AUFGABEN:
#1 Warum sehen die Jäger im Text über die hessische Jagdverordnung die „Götterdämmerung“ für das Niederwild kommen? Antworte in ein bis drei Sätzen.
#2 Führe den Text über die hessische Jagdverordnung nach seinem letzten Satz weiter.

ZITIERTER TEXT:
▼
Auch der Fuchs muss nicht mehr ganzjährig zittern und damit rechnen, sich jederzeit eine Kugel einfangen zu können. Die Reinekes sollten fortan lediglich zwischen dem 15. August und 28. Februar in Deckung gehen. Dann hat die grüngewandete Weidfraktion freies Schussfeld, außerhalb dieses Zeitfensters jedoch nicht mehr. Auch Marderhunde, Minks und Sumpfbieber (Nutrias) können, wenn schon nicht völlig unbesorgt, so doch relativ unbeschwert ihr Dasein genießen, zumindest in dem doch überschaubaren Zeitraum zwischen dem 1. März und dem 31. August. Die wichtigsten Passagen der neuen Jagdverordnung hier: Hessische Jagdverordnung 2015
Die „Ziel“-Gruppen schmelzen dahin
Die oben angeführte “Ziel”-Gruppe findet in der offiziellen Jagdstatistik für das Jagdjahr 2014/15 mit folgenden Abschusszahlen Erwähnung: Der Auflistung zufolge haben Vertreter der Lodenmantel-Branche in der vergangenen Saison hessenweit 35.599 Füchse eliminiert. Ihnen fielen zudem 407 Steinmarder, 44 Baummarder, 38 Iltisse, 38 Hermeline, 3.290 der in ihrem Bestand gefährdeten Feldhasen, 17.061 Waschbären und 550 Nutrias zum Opfer. Hinzu kommen 18.685 abgeschossene Rabenkrähen und 6.955 weggeputzte Elstern. Ach ja: 3.251 Dachse hat es „nebenbei“ auch erwischt.
Baummarder, Iltisse, Hermeline und Baumwiesel sind für die Jäger ab sofort ein absolutes “No go”. Diese sogenannten “Predatoren” dürfen, und das ist eine der wesentlichsten Veränderungen, die die neue Jagverordnung den Wald- und Feldschützen beschert, sofort überhaupt nichtmehr bejagt werden. Im Gegensatz zum Steinmarder, dem es zwischen dem 16. Oktober und dem 31. Januar schon noch an den Pelz gehen kann.
Götterdämmerung und Harmageddon
Und schon sehen die sich um ihren Spaß gebrachten Grünröcke die Götterdämmerung für das arme, von ihnen doch so gehätschelte Niederwild heranbrechen. Rehkitze, Rebhühner, Hasen, Fasane. Bei Harmageddon formieren sich die Fronten. Die Flintenmänner und -frauen sehen die schutzlosen Kreaturen nun einer wachsenden, gierigen, die Reißzähne-fletschenden Übermacht an Verfolgern ausgesetzt. Ohne ihr regulatives Einwirken – und genau aus dieser (natürlich völlig selbstlos erfüllten) Rolle beziehen die Bewaffneten ja die vermeintliche Legitimation für ihr blutiges Handwerk – gerate der Naturhaushalt völlig aus dem Gleichgewicht.
▲
ERFASSTE DATEN:
▼
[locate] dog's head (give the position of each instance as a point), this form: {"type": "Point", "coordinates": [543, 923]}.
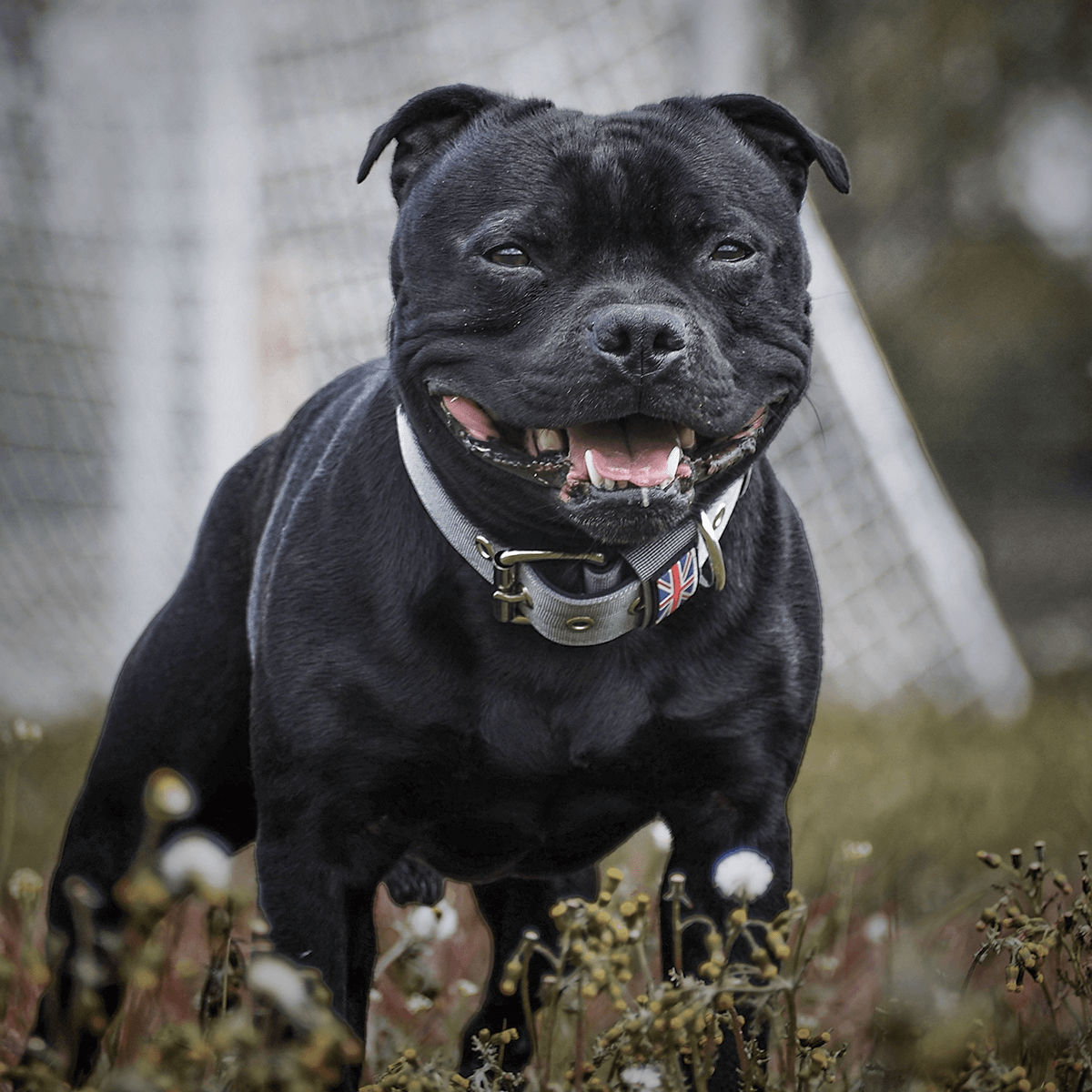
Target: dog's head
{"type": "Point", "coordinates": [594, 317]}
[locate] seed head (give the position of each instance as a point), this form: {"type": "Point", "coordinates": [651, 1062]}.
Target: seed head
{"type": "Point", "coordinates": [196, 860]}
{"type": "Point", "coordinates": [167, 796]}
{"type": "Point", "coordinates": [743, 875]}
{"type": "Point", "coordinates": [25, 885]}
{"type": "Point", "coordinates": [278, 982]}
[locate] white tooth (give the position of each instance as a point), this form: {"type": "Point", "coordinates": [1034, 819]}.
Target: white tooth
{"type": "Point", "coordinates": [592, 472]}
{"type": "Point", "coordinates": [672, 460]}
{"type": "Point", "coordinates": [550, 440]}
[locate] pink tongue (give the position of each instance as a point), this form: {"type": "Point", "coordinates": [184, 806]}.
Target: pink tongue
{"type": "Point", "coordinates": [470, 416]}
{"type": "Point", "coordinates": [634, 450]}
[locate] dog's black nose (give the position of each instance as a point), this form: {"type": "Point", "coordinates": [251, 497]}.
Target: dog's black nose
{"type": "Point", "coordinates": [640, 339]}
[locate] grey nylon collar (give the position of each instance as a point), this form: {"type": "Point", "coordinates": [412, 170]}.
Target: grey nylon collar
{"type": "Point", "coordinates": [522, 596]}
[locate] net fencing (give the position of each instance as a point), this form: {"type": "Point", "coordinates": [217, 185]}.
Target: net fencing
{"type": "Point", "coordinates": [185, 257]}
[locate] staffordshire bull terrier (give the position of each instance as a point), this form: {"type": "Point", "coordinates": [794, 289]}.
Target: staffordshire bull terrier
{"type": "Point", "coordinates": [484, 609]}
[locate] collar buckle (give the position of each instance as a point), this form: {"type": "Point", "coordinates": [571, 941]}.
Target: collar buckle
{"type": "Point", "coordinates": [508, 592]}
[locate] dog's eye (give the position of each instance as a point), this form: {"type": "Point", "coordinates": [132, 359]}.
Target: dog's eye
▲
LÖSUNGEN:
#1 Sie sehen Rehkitze, Rebhühner, Hasen und Fasane schutzlos einer wachsenden, gierigen Übermacht an Verfolgern ausgesetzt. Ohne ihr regulierendes Eingreifen gerät nach ihrer Ansicht der Naturhaushalt völlig aus dem Gleichgewicht.

#2
Auch die Naturschützer ließen Federn
Auch die Natur- und Tierschützer haben im Ringen um die Ausgestaltung der neuen Jagdverordnung Federn lassen müssen und keinesfalls alle ihre Maximalziele erreichen können, was ja auch von Anfang an nicht zu erwarten war. Das gilt beispielsweise auch für die Forderung nach einem generellen Verbot von Lebend-, Gitter- und Totschlagsfallen. Selbige sind weiterhin statthaft. Da hat sich die Jagdlobby erfolgreich behaupten können. Aber genau diese Tatsache könnte sich auch als Pyrrhussieg herausstellen, als Rohrkrepierer.
Das Ende der Totschlagfallen?
Dem Steinmarder dürfen die Jäger ja nach wie vor nachstellen, allerdings nur zwischen dem 16. Oktober und 31.Januar. Im Gegensatz zu Baummarder, Iltis, Mausewiesel und Hermelin. Die fallen komplett aus der Liste des jagbaren Wildes heraus. Gemein ist allen diesen überwiegend nachtaktiven Tieren ihre versteckte, heimliche Lebensweise. Mit dem herkömmlichen Arsenal – Kugel, Schrot und (Doppel-)Korn – kommen die Jäger ihnen nicht bei. Um eines Steinmarders habhaft zu werden, bedarf es also in der Regel einer Falle, welcher Bauart auch immer.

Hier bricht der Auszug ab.